**Aim:** Return nothing but the lines from the line containing "Set-play tagging: locate each instance of the person in red" through the last line of the records, reproduced exactly.
:: Input
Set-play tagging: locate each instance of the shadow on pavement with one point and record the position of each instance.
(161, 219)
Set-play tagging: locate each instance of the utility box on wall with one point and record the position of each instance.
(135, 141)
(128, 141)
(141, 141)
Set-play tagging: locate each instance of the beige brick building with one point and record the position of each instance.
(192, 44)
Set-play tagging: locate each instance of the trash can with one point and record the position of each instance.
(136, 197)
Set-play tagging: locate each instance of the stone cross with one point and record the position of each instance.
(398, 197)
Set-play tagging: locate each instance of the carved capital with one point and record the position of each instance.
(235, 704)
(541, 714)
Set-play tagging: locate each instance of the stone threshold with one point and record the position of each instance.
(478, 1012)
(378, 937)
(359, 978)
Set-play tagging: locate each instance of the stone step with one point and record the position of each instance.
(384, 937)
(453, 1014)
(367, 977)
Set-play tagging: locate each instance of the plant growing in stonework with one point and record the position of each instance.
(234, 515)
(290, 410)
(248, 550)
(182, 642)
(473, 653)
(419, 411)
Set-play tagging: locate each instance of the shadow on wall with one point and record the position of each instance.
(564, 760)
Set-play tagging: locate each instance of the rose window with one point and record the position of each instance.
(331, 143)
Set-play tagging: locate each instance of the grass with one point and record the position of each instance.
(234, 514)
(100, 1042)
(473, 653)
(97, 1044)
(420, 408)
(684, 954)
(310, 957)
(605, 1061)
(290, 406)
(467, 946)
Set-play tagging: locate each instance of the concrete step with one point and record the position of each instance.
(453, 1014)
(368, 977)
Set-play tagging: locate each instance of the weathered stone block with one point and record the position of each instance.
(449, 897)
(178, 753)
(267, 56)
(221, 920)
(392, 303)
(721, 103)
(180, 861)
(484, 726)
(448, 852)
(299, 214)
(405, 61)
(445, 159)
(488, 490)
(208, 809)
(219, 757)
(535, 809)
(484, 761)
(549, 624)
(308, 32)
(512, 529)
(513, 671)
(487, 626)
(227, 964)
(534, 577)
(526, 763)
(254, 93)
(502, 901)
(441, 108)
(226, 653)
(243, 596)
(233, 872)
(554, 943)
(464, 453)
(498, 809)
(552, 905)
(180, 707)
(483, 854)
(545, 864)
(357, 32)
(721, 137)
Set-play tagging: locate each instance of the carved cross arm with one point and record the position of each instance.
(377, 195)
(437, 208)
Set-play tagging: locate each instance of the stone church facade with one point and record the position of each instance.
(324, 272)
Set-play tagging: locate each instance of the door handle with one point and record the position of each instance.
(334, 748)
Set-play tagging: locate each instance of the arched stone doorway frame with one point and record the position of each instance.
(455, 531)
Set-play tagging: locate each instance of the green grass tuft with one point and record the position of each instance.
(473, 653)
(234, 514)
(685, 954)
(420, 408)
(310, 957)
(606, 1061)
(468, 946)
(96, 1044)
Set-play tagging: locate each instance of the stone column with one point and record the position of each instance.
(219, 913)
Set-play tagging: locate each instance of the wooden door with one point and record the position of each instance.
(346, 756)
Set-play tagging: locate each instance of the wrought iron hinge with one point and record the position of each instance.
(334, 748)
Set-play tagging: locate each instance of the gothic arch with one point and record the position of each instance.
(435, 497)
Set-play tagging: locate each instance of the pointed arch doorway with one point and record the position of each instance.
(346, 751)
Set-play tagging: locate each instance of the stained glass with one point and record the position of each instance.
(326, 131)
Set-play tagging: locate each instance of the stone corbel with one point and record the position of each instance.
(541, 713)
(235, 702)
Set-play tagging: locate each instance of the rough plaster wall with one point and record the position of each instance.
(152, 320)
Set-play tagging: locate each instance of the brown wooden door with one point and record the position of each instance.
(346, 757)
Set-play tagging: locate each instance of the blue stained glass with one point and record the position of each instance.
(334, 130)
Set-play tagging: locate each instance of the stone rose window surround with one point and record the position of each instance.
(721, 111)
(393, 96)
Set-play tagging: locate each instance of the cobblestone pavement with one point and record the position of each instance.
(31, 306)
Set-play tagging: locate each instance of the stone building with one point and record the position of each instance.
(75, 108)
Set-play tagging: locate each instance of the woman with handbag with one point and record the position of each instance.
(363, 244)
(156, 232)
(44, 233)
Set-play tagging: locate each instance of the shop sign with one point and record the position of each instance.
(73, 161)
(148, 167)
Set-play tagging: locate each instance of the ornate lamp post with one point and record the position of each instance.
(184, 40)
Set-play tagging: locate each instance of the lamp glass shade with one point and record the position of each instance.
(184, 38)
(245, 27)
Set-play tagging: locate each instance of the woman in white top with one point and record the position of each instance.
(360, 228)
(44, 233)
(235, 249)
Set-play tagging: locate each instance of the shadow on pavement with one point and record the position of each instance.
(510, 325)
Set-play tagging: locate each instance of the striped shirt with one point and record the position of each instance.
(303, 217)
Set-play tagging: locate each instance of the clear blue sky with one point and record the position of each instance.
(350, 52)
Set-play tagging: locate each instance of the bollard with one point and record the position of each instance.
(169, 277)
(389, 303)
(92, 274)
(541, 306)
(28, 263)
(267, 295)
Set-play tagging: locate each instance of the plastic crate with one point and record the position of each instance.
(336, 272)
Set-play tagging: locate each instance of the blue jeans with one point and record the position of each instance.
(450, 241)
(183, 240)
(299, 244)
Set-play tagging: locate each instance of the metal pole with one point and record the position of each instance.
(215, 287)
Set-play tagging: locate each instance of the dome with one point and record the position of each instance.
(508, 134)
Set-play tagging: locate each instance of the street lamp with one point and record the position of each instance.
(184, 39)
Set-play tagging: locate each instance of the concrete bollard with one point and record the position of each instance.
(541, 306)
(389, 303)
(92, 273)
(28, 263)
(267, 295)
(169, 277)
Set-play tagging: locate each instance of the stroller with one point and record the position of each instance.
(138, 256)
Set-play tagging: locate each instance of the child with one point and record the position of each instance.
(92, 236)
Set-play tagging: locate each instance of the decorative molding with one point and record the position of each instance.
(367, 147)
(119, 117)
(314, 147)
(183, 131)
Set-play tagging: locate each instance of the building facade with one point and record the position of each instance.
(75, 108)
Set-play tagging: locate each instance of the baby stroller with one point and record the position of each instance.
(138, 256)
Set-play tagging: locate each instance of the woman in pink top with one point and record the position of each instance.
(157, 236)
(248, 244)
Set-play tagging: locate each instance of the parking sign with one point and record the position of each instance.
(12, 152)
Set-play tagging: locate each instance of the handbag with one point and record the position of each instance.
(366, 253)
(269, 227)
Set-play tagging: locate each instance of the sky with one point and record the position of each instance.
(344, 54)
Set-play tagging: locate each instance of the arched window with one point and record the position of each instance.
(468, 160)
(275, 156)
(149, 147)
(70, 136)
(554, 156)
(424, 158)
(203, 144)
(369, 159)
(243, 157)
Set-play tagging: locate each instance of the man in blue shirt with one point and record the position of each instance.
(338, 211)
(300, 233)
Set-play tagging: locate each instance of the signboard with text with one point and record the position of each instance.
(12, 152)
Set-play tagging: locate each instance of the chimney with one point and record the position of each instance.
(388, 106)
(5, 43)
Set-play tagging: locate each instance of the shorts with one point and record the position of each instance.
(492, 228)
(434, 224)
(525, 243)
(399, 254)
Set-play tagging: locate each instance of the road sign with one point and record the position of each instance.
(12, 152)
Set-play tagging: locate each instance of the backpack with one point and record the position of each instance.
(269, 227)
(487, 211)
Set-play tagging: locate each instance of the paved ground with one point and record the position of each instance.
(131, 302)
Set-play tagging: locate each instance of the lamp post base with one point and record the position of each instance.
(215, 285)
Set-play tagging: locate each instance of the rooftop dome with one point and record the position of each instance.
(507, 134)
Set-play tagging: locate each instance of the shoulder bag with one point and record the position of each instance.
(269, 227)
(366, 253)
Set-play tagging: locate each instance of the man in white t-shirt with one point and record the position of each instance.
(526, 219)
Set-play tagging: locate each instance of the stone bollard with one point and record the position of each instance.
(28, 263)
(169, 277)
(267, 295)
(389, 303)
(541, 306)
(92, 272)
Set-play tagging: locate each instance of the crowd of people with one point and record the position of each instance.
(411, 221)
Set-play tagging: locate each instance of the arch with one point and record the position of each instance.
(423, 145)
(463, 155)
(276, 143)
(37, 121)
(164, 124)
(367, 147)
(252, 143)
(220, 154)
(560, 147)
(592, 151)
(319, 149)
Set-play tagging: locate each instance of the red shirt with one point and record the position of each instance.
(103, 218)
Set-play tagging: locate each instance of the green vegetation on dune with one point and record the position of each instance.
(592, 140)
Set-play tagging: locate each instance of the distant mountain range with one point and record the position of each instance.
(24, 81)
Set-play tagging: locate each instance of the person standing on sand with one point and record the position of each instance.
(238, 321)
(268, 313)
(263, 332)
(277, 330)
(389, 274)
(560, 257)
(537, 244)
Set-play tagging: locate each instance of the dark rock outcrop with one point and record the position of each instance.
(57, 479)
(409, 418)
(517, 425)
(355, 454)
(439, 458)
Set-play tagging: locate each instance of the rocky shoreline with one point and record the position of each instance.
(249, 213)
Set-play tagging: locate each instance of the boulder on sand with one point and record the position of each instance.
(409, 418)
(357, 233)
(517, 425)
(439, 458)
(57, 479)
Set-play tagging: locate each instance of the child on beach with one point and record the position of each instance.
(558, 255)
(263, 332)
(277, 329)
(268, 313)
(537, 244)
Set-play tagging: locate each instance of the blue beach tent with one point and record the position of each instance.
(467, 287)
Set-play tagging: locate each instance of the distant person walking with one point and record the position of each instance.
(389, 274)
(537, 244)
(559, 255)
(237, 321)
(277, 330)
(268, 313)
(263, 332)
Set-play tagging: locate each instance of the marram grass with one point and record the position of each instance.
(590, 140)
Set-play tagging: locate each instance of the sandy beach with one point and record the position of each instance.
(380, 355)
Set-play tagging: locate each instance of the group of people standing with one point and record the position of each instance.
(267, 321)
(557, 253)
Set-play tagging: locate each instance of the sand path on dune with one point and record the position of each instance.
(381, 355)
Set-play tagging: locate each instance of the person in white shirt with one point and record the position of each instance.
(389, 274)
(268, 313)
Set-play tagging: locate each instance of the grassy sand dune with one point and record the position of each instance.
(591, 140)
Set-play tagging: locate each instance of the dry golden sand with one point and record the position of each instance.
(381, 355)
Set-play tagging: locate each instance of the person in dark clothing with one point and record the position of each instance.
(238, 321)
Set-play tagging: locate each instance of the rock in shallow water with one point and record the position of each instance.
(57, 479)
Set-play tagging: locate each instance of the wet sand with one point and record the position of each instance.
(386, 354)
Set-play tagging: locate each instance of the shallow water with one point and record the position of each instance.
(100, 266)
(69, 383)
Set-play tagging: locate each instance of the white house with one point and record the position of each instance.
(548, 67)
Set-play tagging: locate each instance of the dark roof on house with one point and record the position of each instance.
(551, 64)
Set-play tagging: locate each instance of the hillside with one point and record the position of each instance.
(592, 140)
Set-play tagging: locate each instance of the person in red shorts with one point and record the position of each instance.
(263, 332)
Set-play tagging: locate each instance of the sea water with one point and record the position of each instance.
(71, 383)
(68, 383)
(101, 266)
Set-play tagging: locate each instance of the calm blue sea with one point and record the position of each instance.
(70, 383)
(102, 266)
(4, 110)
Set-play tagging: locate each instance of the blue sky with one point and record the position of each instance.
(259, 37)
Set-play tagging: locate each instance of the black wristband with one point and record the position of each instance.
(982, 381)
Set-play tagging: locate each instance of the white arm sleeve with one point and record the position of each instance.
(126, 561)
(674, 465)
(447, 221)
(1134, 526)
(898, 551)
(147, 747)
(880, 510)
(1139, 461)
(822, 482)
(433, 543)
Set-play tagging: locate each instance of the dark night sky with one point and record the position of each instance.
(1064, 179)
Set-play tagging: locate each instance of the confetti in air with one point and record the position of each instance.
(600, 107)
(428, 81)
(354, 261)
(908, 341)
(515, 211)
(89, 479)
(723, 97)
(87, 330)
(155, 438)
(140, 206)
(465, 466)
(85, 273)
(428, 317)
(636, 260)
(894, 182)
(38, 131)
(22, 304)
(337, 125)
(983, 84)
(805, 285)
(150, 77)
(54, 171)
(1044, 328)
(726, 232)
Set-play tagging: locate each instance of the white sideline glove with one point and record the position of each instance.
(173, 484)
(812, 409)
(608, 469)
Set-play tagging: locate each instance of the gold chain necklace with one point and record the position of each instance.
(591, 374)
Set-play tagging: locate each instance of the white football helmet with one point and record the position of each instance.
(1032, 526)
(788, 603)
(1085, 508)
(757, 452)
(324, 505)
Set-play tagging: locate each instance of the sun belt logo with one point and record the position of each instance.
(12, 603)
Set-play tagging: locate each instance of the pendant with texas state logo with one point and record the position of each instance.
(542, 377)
::::
**Exercise response:**
Set-play tagging: locate each instance of the person in red shorts with one point and record the position of each instance.
(263, 332)
Set-play tagging: locate each instance of the sea water with one point and record the position of each instance.
(71, 383)
(68, 383)
(101, 266)
Set-play tagging: locate each instance of the calm blue sea with one point and record the position of each instance.
(70, 383)
(102, 266)
(4, 110)
Set-play tagging: locate each instance of the blue sky with one point and record the position of each instance.
(259, 37)
Set-play tagging: locate each instance of the black wristband with one point and record the position of each instance.
(982, 381)
Set-play tagging: locate each instance of the white arm sleeve with one point and record the position of each instance.
(126, 561)
(674, 465)
(447, 221)
(1134, 526)
(898, 551)
(147, 747)
(880, 510)
(1139, 461)
(822, 482)
(433, 543)
Set-play tagging: locate each instance of the dark night sky with one point and record the position of each instance.
(1064, 179)
Set-play tagging: locate each instance of the confetti in air with one point and record the position of each instance.
(600, 107)
(428, 81)
(354, 261)
(908, 341)
(515, 211)
(89, 479)
(723, 97)
(87, 330)
(155, 438)
(140, 206)
(465, 466)
(85, 273)
(428, 317)
(636, 260)
(894, 182)
(38, 131)
(22, 304)
(337, 125)
(983, 84)
(805, 285)
(150, 77)
(54, 171)
(1044, 328)
(726, 232)
Set-play tagging: locate each instance of the white sideline glove with one point and record the position of each instance.
(173, 484)
(812, 409)
(608, 469)
Set-play tagging: locate each instance of the gold chain necklace with one point and record the position of each instance.
(591, 374)
Set-play tagging: locate each instance of the white football helmet with one point and record the position of each instance.
(1032, 526)
(788, 603)
(1085, 508)
(757, 452)
(324, 505)
Set-play tagging: locate each instance of the sun belt logo with one point and record the position of each instance.
(12, 603)
Set-play tagging: locate each instance of the pendant with texas state logo with one point and record the position of each instance.
(542, 377)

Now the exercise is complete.